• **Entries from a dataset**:
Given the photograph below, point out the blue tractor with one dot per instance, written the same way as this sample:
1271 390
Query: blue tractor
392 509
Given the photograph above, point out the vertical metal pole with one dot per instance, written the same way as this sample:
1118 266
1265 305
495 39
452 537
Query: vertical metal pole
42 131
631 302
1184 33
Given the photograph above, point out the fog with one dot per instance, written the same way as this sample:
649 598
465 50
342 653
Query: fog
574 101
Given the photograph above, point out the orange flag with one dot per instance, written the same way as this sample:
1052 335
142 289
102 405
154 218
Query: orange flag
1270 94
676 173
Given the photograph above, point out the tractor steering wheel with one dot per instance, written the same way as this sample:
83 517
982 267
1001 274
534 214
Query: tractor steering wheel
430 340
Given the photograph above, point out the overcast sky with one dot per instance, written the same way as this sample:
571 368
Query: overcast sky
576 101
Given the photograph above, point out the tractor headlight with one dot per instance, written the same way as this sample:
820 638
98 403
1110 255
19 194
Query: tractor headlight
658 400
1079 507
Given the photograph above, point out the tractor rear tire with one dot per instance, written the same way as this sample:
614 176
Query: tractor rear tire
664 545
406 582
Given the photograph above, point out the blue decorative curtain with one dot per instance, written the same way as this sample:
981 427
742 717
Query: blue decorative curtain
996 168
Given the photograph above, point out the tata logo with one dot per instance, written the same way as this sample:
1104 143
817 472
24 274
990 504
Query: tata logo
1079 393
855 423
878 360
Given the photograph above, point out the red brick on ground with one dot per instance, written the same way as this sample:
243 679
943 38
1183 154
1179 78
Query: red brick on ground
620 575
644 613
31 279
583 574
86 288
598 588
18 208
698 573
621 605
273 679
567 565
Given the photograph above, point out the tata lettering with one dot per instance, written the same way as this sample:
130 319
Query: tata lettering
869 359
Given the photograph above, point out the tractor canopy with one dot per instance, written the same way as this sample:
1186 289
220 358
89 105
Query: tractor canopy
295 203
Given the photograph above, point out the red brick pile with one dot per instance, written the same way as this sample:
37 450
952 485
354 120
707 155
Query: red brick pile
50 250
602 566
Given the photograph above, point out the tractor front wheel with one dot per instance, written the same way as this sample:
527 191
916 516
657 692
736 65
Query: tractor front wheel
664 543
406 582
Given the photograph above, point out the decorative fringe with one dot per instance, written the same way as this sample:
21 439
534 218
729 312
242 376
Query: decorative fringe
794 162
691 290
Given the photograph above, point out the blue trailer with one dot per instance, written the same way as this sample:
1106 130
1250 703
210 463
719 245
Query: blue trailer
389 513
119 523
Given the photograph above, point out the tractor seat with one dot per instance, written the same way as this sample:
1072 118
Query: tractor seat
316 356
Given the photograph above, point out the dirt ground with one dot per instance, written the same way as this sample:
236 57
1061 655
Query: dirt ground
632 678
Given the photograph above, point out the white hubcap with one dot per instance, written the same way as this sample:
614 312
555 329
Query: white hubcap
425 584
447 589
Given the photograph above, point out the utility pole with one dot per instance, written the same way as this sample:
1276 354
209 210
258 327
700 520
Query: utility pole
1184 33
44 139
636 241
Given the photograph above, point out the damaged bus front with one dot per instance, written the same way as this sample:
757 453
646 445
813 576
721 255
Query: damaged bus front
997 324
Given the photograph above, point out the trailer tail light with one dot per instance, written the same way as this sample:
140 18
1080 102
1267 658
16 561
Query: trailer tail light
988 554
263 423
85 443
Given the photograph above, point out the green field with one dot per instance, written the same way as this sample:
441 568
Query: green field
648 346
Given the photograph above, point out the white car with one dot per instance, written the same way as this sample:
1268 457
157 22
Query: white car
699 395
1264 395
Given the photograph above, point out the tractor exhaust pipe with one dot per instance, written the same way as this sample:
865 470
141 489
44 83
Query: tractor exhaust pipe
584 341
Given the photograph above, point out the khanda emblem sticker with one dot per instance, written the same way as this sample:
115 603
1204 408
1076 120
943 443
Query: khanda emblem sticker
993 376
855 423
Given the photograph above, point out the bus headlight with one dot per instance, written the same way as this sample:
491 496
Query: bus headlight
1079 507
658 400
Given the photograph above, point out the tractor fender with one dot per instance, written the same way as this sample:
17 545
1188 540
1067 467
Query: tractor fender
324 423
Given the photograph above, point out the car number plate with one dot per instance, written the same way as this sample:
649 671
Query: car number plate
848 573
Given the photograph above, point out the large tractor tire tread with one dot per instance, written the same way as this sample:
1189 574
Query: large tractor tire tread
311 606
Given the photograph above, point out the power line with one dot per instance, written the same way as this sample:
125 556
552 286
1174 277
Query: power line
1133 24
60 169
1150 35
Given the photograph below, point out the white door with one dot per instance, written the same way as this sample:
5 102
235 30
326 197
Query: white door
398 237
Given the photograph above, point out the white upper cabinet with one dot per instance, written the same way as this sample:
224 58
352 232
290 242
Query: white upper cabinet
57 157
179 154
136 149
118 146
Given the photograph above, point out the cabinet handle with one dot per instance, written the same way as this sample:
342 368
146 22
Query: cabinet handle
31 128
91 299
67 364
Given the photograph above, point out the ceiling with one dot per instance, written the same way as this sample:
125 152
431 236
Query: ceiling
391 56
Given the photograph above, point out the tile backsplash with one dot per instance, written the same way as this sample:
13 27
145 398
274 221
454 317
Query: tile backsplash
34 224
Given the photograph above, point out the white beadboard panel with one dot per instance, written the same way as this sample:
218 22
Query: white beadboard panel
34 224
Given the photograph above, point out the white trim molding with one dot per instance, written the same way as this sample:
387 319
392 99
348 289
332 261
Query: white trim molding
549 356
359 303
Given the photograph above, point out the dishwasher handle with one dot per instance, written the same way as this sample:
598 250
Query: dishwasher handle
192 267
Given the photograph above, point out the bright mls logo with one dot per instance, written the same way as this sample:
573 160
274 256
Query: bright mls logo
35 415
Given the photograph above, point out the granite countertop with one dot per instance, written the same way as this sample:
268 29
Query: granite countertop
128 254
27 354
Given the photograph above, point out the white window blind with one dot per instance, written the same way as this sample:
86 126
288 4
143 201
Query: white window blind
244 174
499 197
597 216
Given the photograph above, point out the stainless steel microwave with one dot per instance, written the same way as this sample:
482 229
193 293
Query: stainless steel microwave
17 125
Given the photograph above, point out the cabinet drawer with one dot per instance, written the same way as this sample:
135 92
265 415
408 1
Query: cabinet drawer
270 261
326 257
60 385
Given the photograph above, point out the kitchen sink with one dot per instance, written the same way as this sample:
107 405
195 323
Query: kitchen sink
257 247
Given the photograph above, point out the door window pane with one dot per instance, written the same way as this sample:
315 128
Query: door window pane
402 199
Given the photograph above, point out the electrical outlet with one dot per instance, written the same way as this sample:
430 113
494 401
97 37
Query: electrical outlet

• **WHAT THIS TASK INVOLVES**: Find the line with "Given the photograph above, point out the stainless" in the listing above, then write out that line and each remaining line exactly, with no other text.

• **OUTPUT FOR THIS EXERCISE**:
Given the photograph above, point out the stainless steel microwave with one dot per instance, written the same way as this sample:
482 229
193 293
Query: stainless steel microwave
17 125
Given the photograph above, point out the cabinet drawer with one dot per instance, written the same way as this sample:
135 92
265 415
408 1
Query: cabinet drawer
270 261
326 257
60 385
Given the photograph above, point out the kitchen sink with one dot per instance, written the same way as this sample:
107 405
195 323
Query: kitchen sink
257 247
Given the photograph above, point out the door window pane with one dot per instance, written the same way as this sample:
315 128
Query: door window pane
402 199
Given the photograph above, point out the electrical outlet with one dot per instance, written the same way as this sample:
430 113
494 401
97 37
Query: electrical outlet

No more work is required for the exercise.